— FRAGMENTO CITADO —
En el mundo de la ciencia ha existido una infravaloración del medio ambiente y se le ha dado una supremacía a un mal entendido «determinismo genético». Muchos son los estudios que fundamentan que es la «percepción» del entorno de la célula individual, y no sus genes, lo que pone en marcha el mecanismo de la vida, indicando  al ADN qué proteínas va a sintetizar y cuáles va a dejar «silenciadas». Tristemente, bajo esta lógica determinista se han arrastrado conceptos darwinianos como el de la «competencia» y la «prevalencia del más fuerte y apto» por sobre los más débiles, nociones que han sido trasladadas con éxito a todos los escenarios imaginados (sociales, económicos y políticos), convirtiendo el acto de existir en una depredación y carnicería total.

Las diferencias entre hombres y mujeres ―y que hoy se toman como verdades irrevocables― están estrechamente vinculadas a una construcción social y cultural que dista mucho de lo que dicta la biología. A través de la dicotomía hombre/mujer se permite sostener y alimentar un sistema económico, político y religioso que nos subyuga a todos de distintas maneras.

— MATERIAL ENTREGADO —
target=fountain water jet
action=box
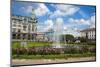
[52,18,63,48]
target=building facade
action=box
[11,16,37,41]
[80,28,96,40]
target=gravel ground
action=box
[12,57,96,65]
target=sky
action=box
[11,1,96,36]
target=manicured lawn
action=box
[12,53,95,59]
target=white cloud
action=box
[68,18,90,25]
[43,19,53,32]
[51,5,79,18]
[20,6,33,14]
[35,4,50,16]
[21,3,50,16]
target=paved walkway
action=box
[12,57,96,65]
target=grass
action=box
[12,41,95,48]
[12,41,52,48]
[12,53,96,59]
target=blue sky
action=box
[11,1,96,36]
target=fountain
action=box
[52,18,63,48]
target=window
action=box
[23,25,27,31]
[12,28,16,32]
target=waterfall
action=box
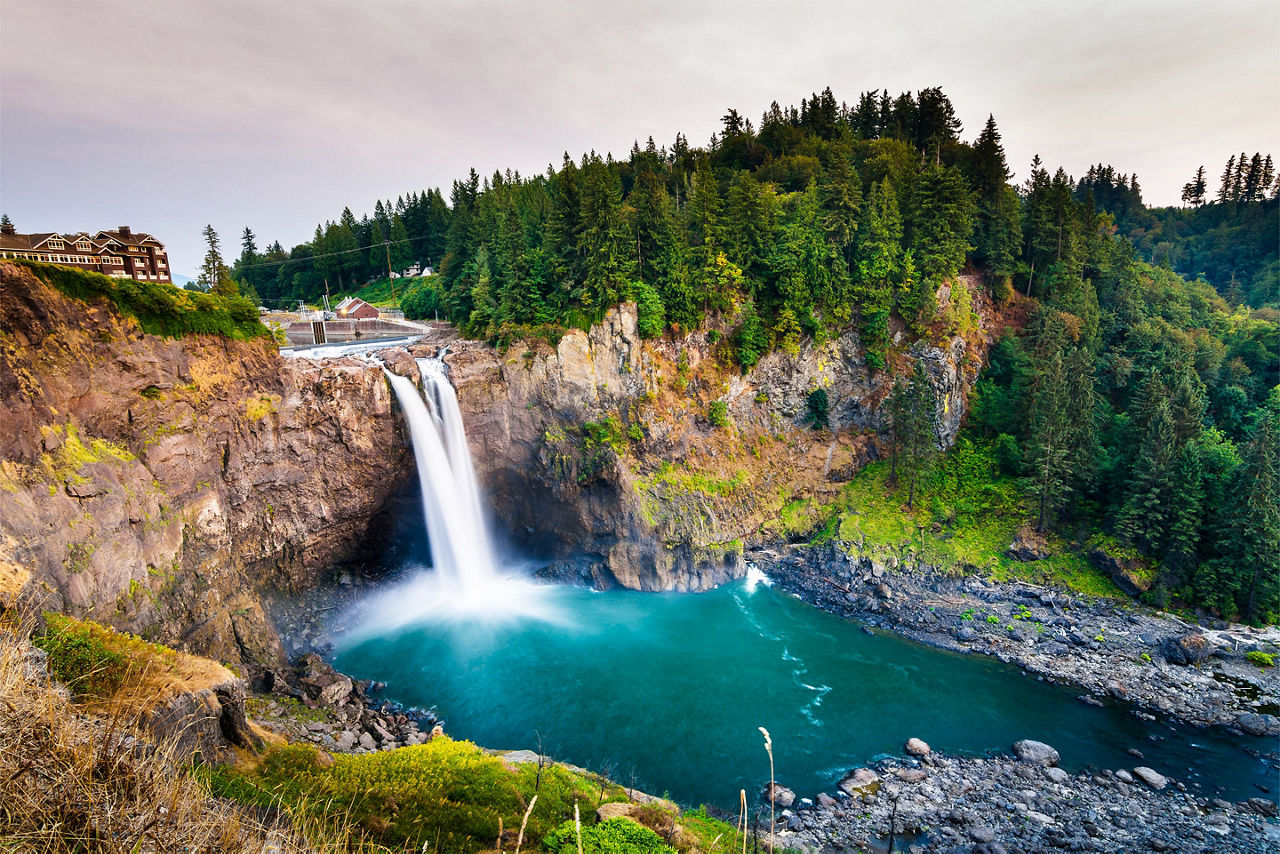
[349,348,568,627]
[383,359,497,593]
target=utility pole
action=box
[383,241,396,306]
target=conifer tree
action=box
[855,178,902,369]
[1183,166,1206,207]
[196,225,239,297]
[888,360,938,507]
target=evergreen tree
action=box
[888,360,938,507]
[1233,408,1280,622]
[196,225,239,297]
[820,149,863,265]
[732,300,769,370]
[855,178,902,370]
[910,165,974,300]
[1183,166,1206,207]
[635,280,667,338]
[1217,154,1236,202]
[580,157,635,306]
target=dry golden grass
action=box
[0,624,378,854]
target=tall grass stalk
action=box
[516,795,538,854]
[756,726,777,854]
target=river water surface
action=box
[335,579,1274,809]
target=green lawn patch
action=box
[819,437,1124,598]
[15,260,271,341]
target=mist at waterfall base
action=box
[335,369,1275,810]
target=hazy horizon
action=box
[0,0,1280,275]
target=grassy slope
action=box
[201,736,733,853]
[14,261,271,341]
[780,437,1124,598]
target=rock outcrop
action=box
[0,264,412,671]
[435,279,992,590]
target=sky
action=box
[0,0,1280,275]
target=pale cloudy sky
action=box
[0,0,1280,274]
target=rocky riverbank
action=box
[749,545,1280,737]
[765,739,1280,854]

— PREGUNTAS —
1. Según muchos estudios mencionados en el fragmento sobre el determinismo genético, ¿qué pone en marcha el mecanismo de la vida?
2. Transcribe del fragmento sobre el determinismo genético el trozo que empieza en "Las diferencias entre" y termina en "de distintas maneras.".
3. Retoma el fragmento sobre el determinismo genético y sigue escribiéndolo a partir de la última oración.
Los registros no tienen nada que ver con esto.

— RESPUESTAS DEL EJERCICIO —
1. La «percepción» del entorno de la célula individual, y no sus genes.

2.
Las diferencias entre hombres y mujeres ―y que hoy se toman como verdades irrevocables― están estrechamente vinculadas a una construcción social y cultural que dista mucho de lo que dicta la biología. A través de la dicotomía hombre/mujer se permite sostener y alimentar un sistema económico, político y religioso que nos subyuga a todos de distintas maneras.

3.
En 1949, Simone de Beauvoir expuso a través de su libro, El segundo sexo que «no se nace mujer» sino que «se llega a serlo». De igual manera, el hombre actual, ese «macho» fuerte, agresivo, indolente y competitivo ―máscara fiel del machismo que nos circunda― tampoco nace, sino que se construye y esa construcción no es un accidente casual. El sistema garantiza, de una manera muy sutil, que la mitad del mundo siga estando sometida, pues de esa forma muchas cosas seguirán funcionando correctamente. De ahí que todo el establishment contribuya a invertir millonarias cantidades en recursos de todo tipo para insertar en el imaginario colectivo arquetipos y patrones de comportamientos, pensamientos, sentimientos y deseos particulares según se nazca hombre o mujer. Luego, la cultura los «naturaliza» haciéndolos pasar por diversos tamices: la familia, la escuela, la música, el arte, el cine, la literatura… E incluso, llega a dar forma a nuestras «libres» e «independientes» pasiones, gustos y preferencias (insertar muchas risas aquí). Se fija tan eficientemente en nuestro subconsciente que ni siquiera nos atrevemos a cuestionarlo. Se sella así un círculo vicioso que nos perjudica a todos.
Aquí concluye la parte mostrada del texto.